> Given passage
The difficulty, as I understand it (I’m sure someone will correct me if I’m wrong) is that Eevee is a realtime render engine that depends on OpenGL. If you’re rendering with OpenGL, it requires something called a “context” for drawing… and that context requires a screen to draw upon. Since typically only one GPU is ever used for drawing to the screen, that’s the only one that’s available for OpenGL rendering… and, by extension, that’s the only GPU available to Eevee.
There might be some ways to work around this, but from what I can tell, that’s exactly what they are: workarounds… and sometimes pretty kludgey ones at that.
I have a hope that this can be handled in the future… but I wouldn’t count on seeing it anywhere in the near term.
it is also true that today many games use multi gpu for better performance … I do not know if it only applies to direct x … but in theory it is a possible technique
The multi-GPU support for older APIs is something that the driver does, developers have no control over it and it only works in fullscreen. It also requires two equal GPUs.
The GPU affinity feature on NVIDIA GPUs (that beetdrabat mentioned) is something that can be controlled via an OpenGL extension, but it doesn’t allow for multiple device contexts for different GPUs.
For that, you need the newer APIs (Vulkan/D3D12) and then you can also do multi-GPU with different types of GPUs. Load-balancing is challenging though, so very few games (like Ashes of the Singularity) will support that.

> Stated exercise
Answer these from the passage on Eevee and multiple GPUs:
1. What does Eevee depend on?
2. What kind of GPUs does multi-GPU support for older APIs require?
3. Which game is named as one of the few that support multi-GPU with the newer APIs?

> Source excerpt
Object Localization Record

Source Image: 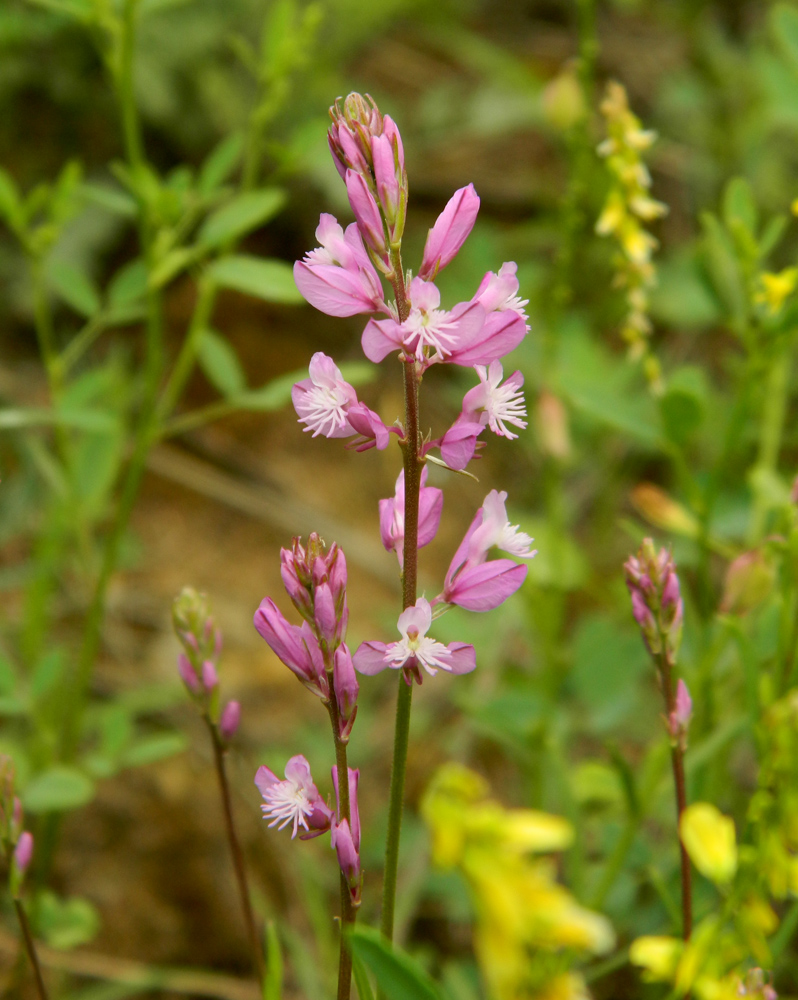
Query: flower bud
[219,701,241,743]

> Answer to this task
1. OpenGL.
2. Two equal GPUs.
3. Ashes of the Singularity.